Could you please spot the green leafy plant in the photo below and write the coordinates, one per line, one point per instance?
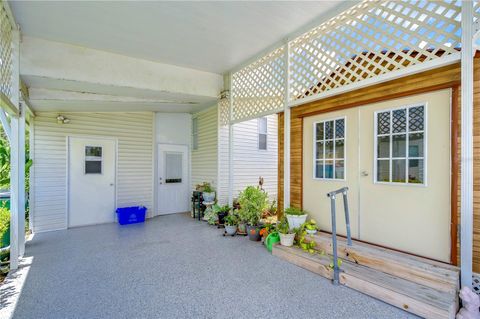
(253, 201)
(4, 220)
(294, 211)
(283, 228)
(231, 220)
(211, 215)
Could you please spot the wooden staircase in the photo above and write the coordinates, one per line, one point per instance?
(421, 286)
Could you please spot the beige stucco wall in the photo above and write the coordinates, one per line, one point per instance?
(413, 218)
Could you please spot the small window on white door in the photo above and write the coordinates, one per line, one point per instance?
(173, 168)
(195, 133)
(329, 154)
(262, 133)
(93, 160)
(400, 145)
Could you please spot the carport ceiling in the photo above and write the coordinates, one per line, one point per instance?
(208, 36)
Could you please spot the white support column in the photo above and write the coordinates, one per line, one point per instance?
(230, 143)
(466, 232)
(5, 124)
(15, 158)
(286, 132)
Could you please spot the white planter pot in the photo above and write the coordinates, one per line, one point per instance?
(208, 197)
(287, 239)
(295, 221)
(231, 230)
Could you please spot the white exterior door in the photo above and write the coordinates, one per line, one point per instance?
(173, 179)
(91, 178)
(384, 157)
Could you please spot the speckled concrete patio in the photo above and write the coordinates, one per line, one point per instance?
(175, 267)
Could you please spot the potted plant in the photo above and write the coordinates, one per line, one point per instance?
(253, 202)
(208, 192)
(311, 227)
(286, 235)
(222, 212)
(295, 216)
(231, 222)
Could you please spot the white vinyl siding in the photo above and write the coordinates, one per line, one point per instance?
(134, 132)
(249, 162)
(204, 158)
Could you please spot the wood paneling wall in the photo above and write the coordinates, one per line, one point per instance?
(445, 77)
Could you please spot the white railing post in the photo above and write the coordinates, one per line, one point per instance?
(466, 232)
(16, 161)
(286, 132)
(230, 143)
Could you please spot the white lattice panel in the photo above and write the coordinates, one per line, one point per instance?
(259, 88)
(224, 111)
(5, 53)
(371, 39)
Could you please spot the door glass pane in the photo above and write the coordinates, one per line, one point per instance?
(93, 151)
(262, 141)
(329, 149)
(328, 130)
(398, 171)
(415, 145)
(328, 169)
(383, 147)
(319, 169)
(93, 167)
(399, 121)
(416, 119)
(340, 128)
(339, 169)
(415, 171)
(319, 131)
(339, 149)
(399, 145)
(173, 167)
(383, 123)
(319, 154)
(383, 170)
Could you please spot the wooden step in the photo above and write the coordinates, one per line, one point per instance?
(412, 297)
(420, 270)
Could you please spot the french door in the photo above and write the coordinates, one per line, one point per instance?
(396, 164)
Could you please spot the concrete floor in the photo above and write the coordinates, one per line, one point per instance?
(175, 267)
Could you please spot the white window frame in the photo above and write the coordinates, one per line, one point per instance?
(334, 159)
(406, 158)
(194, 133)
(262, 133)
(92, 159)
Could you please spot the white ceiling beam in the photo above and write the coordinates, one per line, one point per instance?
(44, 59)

--

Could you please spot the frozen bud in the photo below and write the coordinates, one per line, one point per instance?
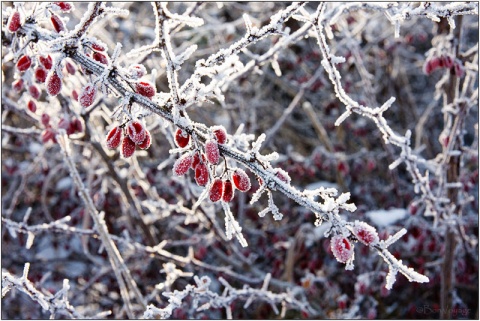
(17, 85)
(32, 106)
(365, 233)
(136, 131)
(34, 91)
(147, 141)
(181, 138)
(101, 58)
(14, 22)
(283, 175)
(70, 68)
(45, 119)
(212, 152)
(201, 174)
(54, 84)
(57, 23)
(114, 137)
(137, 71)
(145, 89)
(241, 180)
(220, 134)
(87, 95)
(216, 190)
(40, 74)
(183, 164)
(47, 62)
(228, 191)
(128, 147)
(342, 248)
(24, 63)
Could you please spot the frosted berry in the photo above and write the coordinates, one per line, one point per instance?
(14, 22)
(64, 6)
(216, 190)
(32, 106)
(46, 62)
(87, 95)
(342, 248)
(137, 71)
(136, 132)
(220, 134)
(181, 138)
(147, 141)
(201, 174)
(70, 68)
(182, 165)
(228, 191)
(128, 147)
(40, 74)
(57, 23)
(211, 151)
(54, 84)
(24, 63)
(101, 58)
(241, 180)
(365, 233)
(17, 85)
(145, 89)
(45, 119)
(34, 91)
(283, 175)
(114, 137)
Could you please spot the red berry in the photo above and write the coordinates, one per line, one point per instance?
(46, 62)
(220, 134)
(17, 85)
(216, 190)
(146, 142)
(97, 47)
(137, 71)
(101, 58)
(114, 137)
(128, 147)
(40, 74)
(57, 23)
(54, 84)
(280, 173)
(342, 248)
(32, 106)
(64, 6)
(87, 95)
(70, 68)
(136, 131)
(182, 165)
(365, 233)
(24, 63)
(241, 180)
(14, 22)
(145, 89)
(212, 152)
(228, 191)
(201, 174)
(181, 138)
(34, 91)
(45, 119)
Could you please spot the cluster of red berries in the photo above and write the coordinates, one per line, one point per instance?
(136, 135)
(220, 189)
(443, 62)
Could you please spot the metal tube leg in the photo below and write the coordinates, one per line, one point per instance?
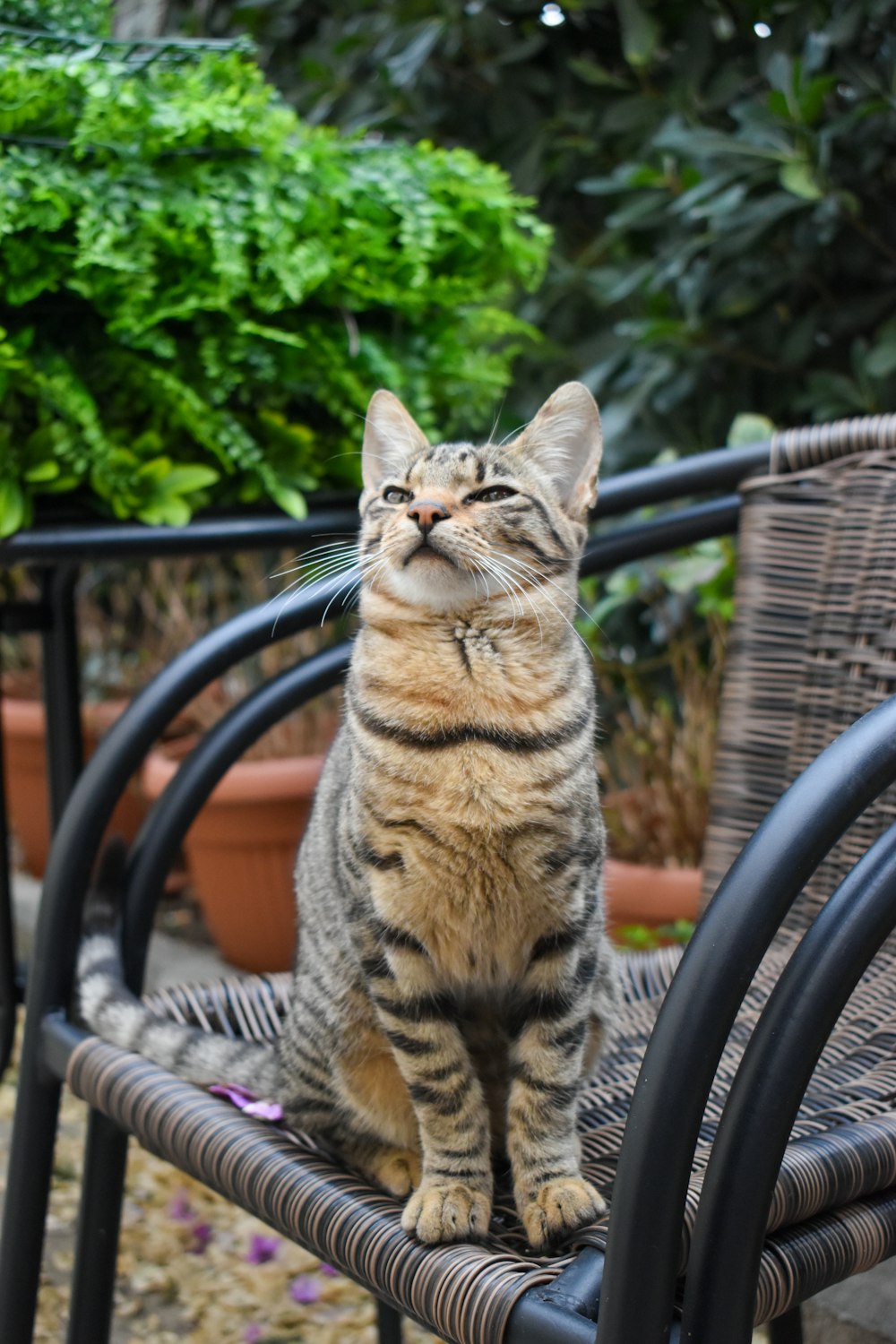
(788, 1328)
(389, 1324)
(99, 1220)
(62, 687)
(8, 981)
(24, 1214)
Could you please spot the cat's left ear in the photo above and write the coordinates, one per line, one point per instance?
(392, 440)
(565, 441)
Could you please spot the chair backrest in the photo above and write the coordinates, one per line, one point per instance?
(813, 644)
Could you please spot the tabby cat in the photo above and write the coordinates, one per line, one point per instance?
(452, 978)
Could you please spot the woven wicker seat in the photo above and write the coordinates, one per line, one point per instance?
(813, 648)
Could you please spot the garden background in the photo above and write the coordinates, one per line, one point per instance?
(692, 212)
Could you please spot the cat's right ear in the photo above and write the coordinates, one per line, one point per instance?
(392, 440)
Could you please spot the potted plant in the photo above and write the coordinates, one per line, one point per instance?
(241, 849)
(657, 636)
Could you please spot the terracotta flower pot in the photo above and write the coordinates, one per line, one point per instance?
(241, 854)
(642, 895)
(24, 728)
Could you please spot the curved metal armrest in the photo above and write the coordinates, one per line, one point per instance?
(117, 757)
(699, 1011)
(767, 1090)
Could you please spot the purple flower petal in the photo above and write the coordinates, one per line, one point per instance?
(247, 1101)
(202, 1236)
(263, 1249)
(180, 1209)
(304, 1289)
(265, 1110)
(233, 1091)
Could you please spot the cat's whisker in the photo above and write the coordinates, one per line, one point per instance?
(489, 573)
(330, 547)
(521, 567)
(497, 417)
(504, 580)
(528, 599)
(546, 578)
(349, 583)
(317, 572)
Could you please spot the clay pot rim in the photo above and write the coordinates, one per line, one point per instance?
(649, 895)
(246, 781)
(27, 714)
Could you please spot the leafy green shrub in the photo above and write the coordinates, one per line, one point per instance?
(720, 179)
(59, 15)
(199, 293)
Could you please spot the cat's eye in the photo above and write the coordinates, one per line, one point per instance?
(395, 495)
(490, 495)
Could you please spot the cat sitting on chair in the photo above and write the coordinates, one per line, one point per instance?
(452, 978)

==

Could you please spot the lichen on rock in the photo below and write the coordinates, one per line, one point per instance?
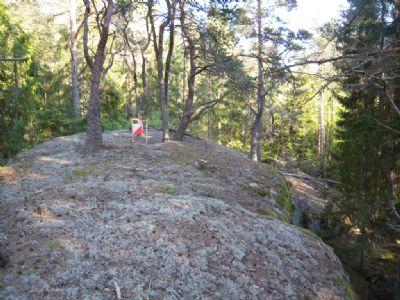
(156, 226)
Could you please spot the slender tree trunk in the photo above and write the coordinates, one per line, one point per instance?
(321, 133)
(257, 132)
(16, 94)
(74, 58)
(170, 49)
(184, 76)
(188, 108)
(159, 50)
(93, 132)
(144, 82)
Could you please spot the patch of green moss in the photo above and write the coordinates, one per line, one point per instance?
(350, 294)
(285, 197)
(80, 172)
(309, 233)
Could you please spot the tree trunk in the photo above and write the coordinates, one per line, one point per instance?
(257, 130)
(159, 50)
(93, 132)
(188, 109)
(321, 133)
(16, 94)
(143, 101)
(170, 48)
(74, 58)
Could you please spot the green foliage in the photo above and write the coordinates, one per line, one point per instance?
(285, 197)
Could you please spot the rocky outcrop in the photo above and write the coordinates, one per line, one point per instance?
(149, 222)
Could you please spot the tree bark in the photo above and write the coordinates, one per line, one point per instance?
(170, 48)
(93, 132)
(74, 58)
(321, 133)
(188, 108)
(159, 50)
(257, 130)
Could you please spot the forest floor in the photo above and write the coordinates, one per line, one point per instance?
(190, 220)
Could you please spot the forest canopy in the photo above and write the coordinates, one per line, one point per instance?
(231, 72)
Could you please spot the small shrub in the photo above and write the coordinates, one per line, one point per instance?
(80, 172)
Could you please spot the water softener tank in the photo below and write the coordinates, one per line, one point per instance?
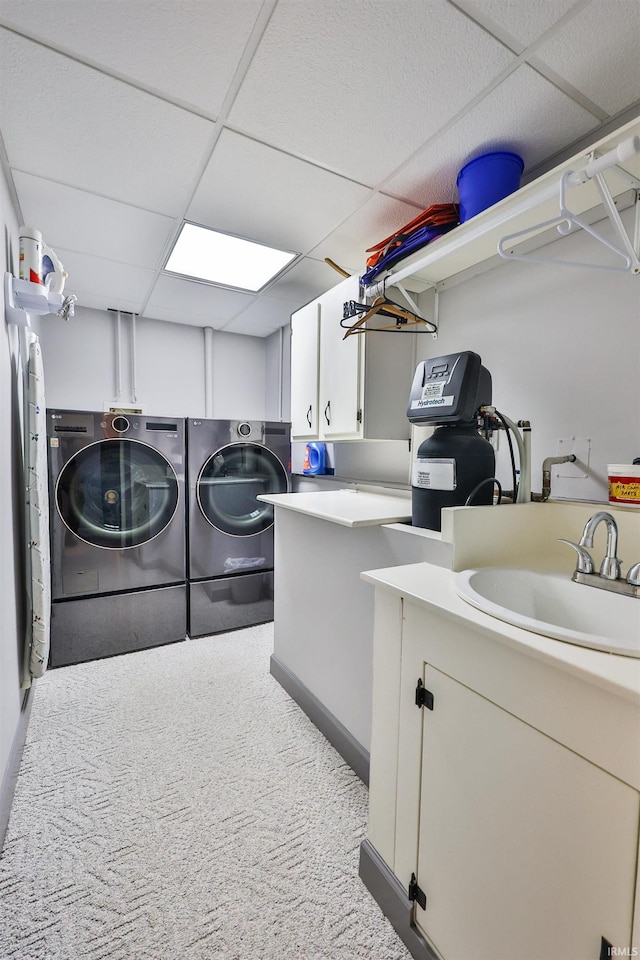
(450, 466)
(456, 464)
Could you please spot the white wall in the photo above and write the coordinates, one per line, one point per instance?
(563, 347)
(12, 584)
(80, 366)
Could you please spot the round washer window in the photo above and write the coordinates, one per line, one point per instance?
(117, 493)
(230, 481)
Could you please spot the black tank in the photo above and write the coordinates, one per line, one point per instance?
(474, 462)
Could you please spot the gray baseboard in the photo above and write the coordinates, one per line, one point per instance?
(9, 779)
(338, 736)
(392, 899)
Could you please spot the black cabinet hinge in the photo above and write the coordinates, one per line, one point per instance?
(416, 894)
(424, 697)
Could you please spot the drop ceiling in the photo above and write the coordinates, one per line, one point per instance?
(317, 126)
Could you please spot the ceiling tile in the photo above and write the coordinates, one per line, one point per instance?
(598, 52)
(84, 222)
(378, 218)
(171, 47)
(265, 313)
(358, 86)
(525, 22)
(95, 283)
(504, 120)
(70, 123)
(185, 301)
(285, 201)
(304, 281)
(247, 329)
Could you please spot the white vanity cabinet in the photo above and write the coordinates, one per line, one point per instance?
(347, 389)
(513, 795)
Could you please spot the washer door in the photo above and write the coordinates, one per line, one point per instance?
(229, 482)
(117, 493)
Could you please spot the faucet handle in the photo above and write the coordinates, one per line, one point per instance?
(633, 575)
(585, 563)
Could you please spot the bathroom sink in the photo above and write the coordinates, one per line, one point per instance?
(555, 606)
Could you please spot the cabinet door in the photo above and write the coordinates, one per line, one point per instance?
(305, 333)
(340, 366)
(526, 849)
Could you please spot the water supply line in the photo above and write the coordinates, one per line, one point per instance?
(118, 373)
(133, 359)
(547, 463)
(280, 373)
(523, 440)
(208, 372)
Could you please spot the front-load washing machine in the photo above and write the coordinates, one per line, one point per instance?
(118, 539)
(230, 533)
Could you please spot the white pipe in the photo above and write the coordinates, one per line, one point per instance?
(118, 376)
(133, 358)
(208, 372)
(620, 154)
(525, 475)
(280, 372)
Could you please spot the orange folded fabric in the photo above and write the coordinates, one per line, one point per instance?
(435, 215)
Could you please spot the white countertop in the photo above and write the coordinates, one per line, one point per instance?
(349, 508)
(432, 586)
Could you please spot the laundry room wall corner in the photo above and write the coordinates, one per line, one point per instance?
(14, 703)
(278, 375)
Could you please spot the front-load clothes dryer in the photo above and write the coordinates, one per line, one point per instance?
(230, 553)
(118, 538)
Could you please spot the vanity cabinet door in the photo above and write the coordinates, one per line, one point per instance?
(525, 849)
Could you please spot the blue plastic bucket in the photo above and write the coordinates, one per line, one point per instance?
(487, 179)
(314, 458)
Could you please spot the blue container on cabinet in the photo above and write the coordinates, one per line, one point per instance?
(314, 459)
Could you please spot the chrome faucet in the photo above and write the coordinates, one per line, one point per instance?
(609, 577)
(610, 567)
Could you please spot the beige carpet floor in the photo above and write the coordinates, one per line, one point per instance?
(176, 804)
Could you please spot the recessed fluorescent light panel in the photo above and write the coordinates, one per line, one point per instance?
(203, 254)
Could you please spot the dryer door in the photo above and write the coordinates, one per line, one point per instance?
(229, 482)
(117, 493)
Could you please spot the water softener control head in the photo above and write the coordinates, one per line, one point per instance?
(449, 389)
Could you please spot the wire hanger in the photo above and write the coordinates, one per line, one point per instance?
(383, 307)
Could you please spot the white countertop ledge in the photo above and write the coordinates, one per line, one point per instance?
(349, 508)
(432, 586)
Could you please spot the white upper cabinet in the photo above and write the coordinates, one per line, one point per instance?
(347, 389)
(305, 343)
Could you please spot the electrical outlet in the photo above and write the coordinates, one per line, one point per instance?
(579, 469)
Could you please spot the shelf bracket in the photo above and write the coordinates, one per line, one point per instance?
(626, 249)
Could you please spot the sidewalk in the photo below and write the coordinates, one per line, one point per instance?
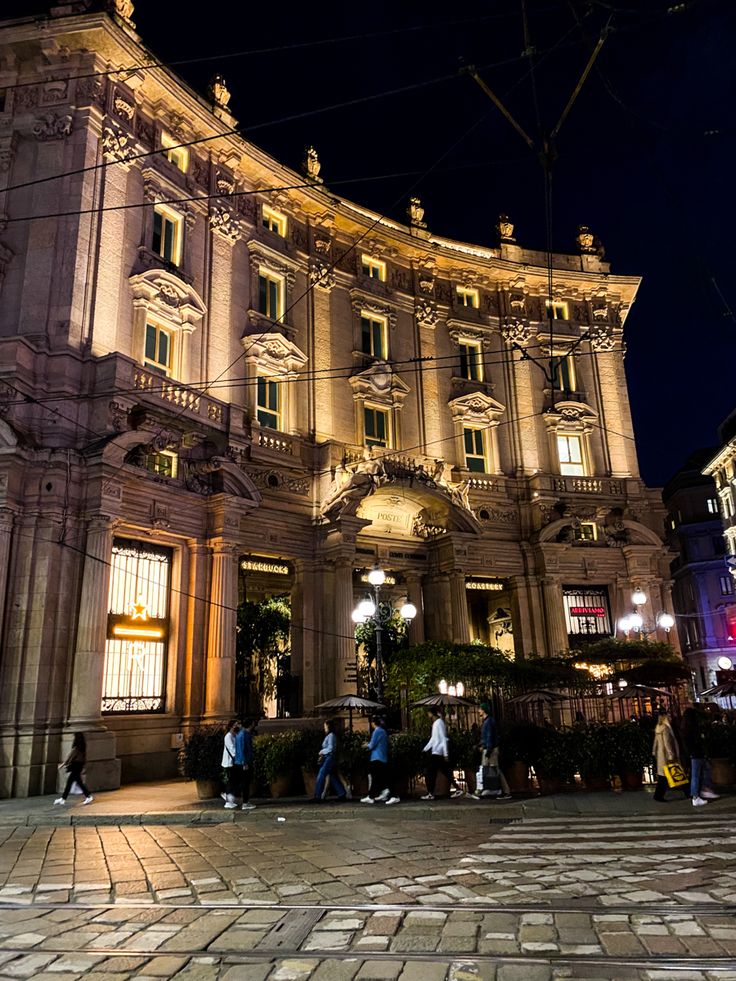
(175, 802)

WHAT YOU NEED TO DO:
Count the lines in the records above that contain the string "flower", treating uppercase and lowercase as different, and reply with the number alone.

THE RESPONSE:
2